■ **PASSAGE TO READ**:

·····

Elementary keywords, such as 'Click button' and 'Input text', represent the lowest level of reusable test functions: the technical workflow level. These often do not have to be created, but are being provided by existing, external keyword libraries (such as Selenium WebDriver), that can be made available to a framework. A situation that could require the creation of such atomic, lowest-level keywords, would be automating at the API level.

The atomic keywords are then reused within the framework to implement composite, functionally richer keywords, such as 'Register new customer', 'Add customer to loyalty program', 'Search product', 'Add product to cart', 'Send gift certificate' or 'Create invoice'. Such keywords represent the domain-specific workflow activity level. They may in turn be reused to form other workflow activity level keywords that automate broader chains of workflow steps. Such keywords then form an extra layer of wrappers within the layer of workflow activity level keywords. For instance, 'Place an order' may be comprised of 'Log customer in', 'Search product', 'Add product to cart', 'Confirm order', etc. The modularization granularity applied to the automation of such broader workflow chains is determined by trading off various factors against each other - mainly factors such as the desired levels of readability (of the test design), of maintainablity/reusability and of coverage of possible alternative functional flows through the involved business process. The eventual set of workflow activity level keywords form the 'core' DSL (Domain Specific Language) vocabulary in which the highest-level specifications/examples/scenarios/test designs/etc. are to be written.

The latter (i.e. scenarios/etc.) represent the business rule level. For example, a high-level scenario might be:  'Given a customer has joined a loyalty program, when the customer places an order of $75,- or higher, then a $5,- digital gift certificate will be sent to the customer's email address'. Such rules may of course be comprised of multiple 'given', 'when' and/or 'then' clauses, e.g. multiple 'then' clauses conjoined through an 'and' or 'or'. Each of these clauses within a test case (scenario/example/etc.) is a call to a workflow activity level, composite keyword. As explicated, the workflow-level keywords, in turn, are calling elementary, technical workflow level keywords that implement the lowest-level, technical steps of the business scenario. The technical workflow level keywords will not appear directly in the high-level test design or specifications, but will only be called by keywords at the workflow activity level. They are not part of the DSL.

·····

■ **DATA SECTION**:
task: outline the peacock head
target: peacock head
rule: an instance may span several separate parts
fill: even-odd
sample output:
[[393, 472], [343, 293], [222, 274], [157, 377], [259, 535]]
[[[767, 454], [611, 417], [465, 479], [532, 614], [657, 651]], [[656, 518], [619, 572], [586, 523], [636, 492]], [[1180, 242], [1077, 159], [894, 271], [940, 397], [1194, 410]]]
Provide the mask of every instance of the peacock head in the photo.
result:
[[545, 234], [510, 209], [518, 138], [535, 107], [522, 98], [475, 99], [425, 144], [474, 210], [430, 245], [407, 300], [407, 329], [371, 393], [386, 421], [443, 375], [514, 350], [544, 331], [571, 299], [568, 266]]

·····

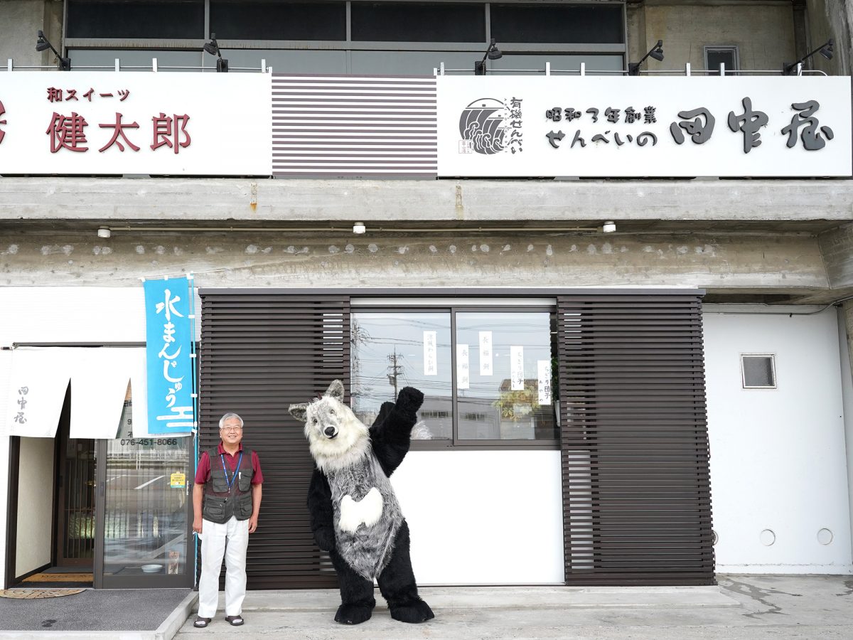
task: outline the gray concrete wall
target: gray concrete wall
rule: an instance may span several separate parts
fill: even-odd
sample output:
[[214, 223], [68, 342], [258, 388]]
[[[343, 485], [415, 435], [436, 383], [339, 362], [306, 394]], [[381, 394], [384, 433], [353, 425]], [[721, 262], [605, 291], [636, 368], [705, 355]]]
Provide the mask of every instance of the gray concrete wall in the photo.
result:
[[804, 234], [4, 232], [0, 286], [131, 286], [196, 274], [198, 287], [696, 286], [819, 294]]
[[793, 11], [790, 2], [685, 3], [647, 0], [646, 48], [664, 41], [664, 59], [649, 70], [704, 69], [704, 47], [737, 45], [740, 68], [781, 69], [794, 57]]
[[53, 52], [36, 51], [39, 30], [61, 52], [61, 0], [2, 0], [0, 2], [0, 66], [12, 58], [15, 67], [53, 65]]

·····

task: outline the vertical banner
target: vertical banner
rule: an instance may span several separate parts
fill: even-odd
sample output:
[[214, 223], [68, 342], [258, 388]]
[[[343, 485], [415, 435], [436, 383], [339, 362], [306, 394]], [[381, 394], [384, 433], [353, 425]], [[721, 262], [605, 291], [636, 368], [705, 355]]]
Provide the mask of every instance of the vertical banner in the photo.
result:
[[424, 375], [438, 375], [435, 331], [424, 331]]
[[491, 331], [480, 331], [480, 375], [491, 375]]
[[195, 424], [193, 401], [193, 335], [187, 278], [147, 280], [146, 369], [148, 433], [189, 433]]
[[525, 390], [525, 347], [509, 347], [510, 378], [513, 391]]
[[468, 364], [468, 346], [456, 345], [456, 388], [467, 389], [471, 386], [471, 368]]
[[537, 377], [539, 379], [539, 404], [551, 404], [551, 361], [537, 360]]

·····

■ **TASK INSTRUCTIONS**:
1. In the passage on keyword levels, substitute "Enter text" for "Input text" and give everything from "Elementary keywords, such as" down to "at the API level." with that change.
2. Summarize the passage on keyword levels in three sentences.
The lines were taken from a different source than the passage.

■ **WORKED SOLUTIONS**:
1.
Elementary keywords, such as 'Click button' and 'Enter text', represent the lowest level of reusable test functions: the technical workflow level. These often do not have to be created, but are being provided by existing, external keyword libraries (such as Selenium WebDriver), that can be made available to a framework. A situation that could require the creation of such atomic, lowest-level keywords, would be automating at the API level.

2. Elementary keywords such as 'Click button' form the lowest, technical workflow level and are often provided by external libraries such as Selenium WebDriver. These atomic keywords are reused to build composite keywords at the domain-specific workflow activity level, which form the core DSL vocabulary. High-level scenarios at the business rule level call these workflow activity keywords, which in turn call the technical keywords, so the technical keywords never appear in the high-level test design and are not part of the DSL.